→ **Instruction**: Turn the rows, from the start through the line containing "POLYGON ((63 249, 51", into a Markdown table with the columns "No." and "Line", skipping blank lines. Leave the pictures out of the table.

Collected data:
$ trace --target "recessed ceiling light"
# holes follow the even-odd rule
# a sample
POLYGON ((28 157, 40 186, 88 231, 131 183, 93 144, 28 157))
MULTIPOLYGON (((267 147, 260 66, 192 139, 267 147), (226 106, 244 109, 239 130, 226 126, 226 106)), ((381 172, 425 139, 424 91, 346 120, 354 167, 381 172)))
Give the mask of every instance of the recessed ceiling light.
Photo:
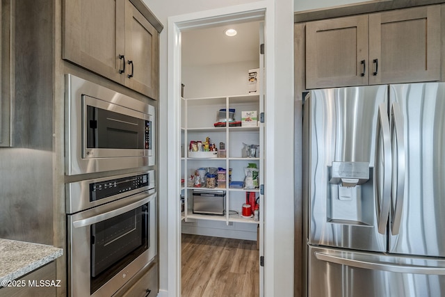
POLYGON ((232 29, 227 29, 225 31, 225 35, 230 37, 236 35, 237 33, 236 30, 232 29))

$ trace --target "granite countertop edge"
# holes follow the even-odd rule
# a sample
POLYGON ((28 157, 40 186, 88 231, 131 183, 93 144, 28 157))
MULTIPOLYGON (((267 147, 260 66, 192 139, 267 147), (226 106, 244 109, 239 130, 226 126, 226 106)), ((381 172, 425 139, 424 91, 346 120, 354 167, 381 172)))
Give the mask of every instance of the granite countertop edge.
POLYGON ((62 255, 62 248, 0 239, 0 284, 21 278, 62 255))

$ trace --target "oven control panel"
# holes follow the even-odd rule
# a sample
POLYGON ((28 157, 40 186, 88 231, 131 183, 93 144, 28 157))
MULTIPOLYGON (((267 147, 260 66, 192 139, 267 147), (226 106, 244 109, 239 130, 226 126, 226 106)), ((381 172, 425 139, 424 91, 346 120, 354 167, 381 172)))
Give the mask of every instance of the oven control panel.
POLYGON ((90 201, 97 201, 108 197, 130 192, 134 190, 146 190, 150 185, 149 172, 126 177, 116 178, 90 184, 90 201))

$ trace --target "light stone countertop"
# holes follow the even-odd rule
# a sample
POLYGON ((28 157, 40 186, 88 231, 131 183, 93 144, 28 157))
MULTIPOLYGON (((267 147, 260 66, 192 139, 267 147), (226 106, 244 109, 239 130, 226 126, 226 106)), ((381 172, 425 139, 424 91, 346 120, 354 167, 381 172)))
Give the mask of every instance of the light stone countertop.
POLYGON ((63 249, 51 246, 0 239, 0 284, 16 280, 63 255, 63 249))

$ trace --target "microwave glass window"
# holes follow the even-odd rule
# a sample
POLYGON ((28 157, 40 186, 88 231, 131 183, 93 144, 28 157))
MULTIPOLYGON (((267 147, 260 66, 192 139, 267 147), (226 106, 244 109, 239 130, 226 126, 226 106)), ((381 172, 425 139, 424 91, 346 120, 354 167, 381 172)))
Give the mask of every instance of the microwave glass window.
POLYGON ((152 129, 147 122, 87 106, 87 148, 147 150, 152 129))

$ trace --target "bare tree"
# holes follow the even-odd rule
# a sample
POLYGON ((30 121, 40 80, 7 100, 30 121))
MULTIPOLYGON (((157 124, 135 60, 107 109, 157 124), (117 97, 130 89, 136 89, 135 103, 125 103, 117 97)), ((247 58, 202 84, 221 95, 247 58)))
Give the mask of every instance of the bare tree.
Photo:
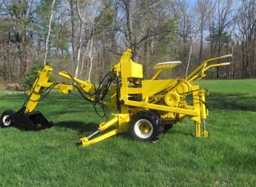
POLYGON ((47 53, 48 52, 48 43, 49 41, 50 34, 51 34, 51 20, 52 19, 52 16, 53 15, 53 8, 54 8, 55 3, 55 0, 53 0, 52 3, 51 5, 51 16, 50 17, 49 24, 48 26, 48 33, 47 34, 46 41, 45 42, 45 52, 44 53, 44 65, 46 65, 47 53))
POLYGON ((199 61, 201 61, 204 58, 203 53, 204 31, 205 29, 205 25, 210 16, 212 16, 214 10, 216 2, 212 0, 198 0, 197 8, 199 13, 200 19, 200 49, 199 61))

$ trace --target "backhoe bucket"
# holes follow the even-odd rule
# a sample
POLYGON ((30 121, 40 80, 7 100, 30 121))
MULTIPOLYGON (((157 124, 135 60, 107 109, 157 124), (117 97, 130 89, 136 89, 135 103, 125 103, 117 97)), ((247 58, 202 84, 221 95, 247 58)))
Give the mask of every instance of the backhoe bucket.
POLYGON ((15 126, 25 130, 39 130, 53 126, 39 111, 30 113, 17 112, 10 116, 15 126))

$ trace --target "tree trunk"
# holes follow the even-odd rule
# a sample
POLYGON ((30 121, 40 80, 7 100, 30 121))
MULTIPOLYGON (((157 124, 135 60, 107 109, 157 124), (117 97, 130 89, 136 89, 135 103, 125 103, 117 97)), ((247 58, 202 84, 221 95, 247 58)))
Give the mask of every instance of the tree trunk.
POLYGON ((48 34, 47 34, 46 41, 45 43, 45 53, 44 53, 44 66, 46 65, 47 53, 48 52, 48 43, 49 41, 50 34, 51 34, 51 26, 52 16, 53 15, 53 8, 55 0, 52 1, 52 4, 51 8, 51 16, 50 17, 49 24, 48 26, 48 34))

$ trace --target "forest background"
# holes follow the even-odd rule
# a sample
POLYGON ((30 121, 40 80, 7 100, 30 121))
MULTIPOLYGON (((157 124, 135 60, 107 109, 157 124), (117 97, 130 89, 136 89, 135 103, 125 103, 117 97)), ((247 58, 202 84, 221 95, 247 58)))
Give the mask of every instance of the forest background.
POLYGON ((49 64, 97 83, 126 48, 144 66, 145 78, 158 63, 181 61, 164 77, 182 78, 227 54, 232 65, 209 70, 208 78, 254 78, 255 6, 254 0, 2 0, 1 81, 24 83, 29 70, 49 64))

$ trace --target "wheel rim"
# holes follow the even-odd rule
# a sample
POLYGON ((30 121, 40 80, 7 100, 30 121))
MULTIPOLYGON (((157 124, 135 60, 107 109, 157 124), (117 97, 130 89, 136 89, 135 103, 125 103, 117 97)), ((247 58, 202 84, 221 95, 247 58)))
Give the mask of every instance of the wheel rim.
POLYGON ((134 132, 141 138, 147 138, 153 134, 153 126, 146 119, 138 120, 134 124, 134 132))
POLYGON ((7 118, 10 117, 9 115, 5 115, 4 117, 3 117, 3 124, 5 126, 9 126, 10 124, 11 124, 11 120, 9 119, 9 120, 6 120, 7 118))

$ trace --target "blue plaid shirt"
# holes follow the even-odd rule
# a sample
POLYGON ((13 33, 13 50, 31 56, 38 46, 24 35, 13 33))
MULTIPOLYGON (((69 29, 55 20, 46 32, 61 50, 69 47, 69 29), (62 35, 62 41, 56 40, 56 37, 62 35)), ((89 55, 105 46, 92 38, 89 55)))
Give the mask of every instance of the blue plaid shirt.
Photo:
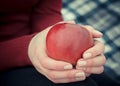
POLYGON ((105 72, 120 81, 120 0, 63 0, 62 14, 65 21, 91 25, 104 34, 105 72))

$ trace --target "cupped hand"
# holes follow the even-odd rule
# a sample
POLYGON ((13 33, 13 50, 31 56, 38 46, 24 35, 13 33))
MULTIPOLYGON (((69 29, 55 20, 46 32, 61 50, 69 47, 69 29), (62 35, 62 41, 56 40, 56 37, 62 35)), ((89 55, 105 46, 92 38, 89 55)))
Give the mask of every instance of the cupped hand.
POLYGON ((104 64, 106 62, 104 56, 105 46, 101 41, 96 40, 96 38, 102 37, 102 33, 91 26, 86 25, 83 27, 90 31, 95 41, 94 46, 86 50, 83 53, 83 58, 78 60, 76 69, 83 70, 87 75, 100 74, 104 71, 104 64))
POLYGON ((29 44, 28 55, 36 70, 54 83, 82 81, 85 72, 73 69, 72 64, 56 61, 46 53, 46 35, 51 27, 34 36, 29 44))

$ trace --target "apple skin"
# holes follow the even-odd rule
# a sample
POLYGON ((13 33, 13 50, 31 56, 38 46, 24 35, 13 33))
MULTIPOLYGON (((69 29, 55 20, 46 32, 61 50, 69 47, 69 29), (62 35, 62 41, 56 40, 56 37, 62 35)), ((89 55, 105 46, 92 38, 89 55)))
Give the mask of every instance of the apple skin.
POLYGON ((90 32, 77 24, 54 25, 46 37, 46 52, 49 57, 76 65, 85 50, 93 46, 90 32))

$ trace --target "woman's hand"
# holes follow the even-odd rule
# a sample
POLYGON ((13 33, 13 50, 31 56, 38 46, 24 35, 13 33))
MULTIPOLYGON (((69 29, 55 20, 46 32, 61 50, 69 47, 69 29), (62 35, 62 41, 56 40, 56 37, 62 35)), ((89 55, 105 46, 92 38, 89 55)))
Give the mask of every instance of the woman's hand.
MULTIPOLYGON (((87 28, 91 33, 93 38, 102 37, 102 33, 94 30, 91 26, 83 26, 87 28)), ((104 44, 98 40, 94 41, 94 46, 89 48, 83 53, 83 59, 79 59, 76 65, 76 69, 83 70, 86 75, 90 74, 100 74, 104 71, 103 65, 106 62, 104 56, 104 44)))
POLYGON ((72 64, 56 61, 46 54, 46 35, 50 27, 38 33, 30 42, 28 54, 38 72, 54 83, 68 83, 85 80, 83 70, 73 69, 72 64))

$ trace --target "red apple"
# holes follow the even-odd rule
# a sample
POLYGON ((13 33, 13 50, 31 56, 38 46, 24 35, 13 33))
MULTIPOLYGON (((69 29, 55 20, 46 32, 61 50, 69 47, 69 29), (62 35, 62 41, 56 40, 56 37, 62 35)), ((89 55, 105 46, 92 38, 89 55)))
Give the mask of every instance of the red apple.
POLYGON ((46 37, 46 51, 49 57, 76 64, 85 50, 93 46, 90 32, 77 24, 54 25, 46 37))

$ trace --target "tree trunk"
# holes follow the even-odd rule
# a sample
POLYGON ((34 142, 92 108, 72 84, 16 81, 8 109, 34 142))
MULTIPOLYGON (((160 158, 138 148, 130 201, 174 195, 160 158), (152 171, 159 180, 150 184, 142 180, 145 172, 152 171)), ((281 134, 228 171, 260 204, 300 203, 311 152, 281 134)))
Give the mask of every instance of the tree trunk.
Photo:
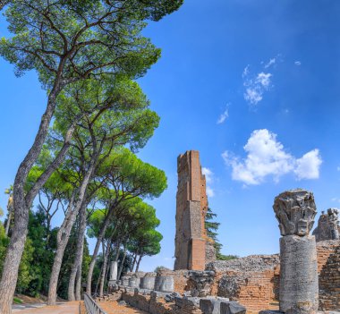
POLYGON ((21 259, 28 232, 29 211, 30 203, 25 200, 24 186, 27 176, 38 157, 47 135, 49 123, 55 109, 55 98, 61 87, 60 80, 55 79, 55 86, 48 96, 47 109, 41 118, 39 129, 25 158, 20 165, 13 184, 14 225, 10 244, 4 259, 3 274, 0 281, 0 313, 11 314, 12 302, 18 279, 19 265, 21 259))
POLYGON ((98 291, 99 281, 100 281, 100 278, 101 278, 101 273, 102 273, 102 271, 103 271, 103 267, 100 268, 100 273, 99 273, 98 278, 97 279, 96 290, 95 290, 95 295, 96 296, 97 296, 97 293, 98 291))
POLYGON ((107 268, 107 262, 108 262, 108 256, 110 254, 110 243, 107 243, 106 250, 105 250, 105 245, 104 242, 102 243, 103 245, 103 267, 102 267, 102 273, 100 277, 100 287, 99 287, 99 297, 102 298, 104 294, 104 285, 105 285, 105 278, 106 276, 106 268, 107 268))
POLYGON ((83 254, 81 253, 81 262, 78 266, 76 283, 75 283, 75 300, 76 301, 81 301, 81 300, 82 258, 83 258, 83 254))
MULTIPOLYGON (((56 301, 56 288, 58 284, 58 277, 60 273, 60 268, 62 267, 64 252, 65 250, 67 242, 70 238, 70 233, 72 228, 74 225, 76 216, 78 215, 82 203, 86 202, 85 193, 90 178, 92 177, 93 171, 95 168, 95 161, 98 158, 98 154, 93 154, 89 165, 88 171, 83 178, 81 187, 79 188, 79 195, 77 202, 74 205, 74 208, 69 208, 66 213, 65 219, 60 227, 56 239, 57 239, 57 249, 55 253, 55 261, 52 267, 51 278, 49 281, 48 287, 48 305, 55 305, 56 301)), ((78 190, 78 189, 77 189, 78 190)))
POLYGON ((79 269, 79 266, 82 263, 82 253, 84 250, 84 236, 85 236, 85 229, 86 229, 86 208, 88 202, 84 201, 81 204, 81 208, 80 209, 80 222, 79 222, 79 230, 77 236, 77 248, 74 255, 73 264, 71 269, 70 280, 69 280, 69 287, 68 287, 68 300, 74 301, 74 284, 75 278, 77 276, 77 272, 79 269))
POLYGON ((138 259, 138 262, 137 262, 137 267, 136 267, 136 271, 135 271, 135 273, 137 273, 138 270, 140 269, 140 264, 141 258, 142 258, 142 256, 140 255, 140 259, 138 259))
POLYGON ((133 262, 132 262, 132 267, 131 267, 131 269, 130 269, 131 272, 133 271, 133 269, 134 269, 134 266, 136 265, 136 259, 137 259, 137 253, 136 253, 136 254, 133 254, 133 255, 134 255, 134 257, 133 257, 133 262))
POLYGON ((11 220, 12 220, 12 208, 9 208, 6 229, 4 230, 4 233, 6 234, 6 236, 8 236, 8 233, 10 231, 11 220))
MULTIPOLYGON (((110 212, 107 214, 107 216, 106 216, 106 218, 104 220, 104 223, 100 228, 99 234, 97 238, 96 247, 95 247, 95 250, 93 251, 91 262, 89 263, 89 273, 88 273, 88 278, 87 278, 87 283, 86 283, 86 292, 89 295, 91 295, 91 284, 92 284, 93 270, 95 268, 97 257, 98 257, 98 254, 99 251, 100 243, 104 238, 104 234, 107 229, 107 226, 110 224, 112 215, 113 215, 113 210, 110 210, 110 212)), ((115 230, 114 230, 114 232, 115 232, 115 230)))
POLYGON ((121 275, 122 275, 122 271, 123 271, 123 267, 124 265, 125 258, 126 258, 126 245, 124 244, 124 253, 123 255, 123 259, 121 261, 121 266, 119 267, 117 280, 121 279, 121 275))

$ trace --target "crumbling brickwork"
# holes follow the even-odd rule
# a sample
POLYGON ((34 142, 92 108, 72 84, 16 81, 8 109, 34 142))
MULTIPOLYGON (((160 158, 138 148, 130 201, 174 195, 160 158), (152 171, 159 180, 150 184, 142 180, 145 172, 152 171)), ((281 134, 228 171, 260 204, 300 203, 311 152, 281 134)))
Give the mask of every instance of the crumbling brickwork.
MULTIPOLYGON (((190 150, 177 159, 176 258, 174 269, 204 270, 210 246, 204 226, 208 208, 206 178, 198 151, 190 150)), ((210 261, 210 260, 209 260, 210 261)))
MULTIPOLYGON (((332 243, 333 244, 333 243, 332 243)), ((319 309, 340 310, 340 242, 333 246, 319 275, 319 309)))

→ **Response**:
| No. | Line |
|---|---|
| 1 | $ trace --target "recessed ceiling light" |
| 2 | # holes follow the even-odd rule |
| 3 | # a sample |
| 4 | POLYGON ((28 157, 40 186, 88 231, 131 183, 93 144, 28 157)) |
| 5 | MULTIPOLYGON (((267 147, 260 66, 192 139, 267 147), (226 106, 244 109, 239 130, 226 126, 226 106)), ((381 172, 425 139, 424 91, 346 120, 354 167, 381 172))) |
| 6 | Give the mask of every instance of the recessed ceiling light. |
| 7 | Photo: |
| 8 | POLYGON ((232 29, 227 29, 225 31, 225 35, 230 37, 236 35, 237 33, 236 30, 232 29)) |
| 9 | $ trace --target "granite countertop edge" |
| 10 | # holes follow the even-odd rule |
| 11 | # a sample |
| 12 | POLYGON ((28 157, 40 186, 88 231, 131 183, 93 144, 28 157)) |
| 13 | MULTIPOLYGON (((267 147, 260 66, 192 139, 267 147), (226 106, 244 109, 239 130, 226 126, 226 106)), ((381 172, 425 139, 424 91, 346 120, 354 167, 381 172))) |
| 14 | Give the mask of every instance of the granite countertop edge. |
| 15 | POLYGON ((62 255, 62 248, 0 239, 0 284, 21 278, 62 255)) |
| 16 | $ trace --target "oven control panel" |
| 17 | # holes follow the even-odd rule |
| 18 | # a sample |
| 19 | POLYGON ((28 157, 40 186, 88 231, 131 183, 93 144, 28 157)) |
| 20 | MULTIPOLYGON (((267 147, 260 66, 192 139, 267 147), (226 106, 244 109, 239 130, 226 126, 226 106)), ((381 172, 425 139, 424 91, 346 120, 354 167, 381 172))) |
| 21 | Give the mask of every instance of the oven control panel. |
| 22 | POLYGON ((90 201, 97 201, 108 197, 130 192, 134 190, 146 190, 150 185, 149 172, 126 177, 116 178, 90 184, 90 201)) |
| 23 | $ trace --target "light stone countertop" |
| 24 | # holes follow the even-odd rule |
| 25 | # a sample |
| 26 | POLYGON ((28 157, 40 186, 88 231, 131 183, 93 144, 28 157)) |
| 27 | MULTIPOLYGON (((267 147, 260 66, 192 139, 267 147), (226 106, 244 109, 239 130, 226 126, 226 106)), ((381 172, 425 139, 424 91, 346 120, 354 167, 381 172))) |
| 28 | Give the mask of every instance of the light stone countertop. |
| 29 | POLYGON ((63 249, 51 246, 0 239, 0 284, 16 280, 63 255, 63 249)) |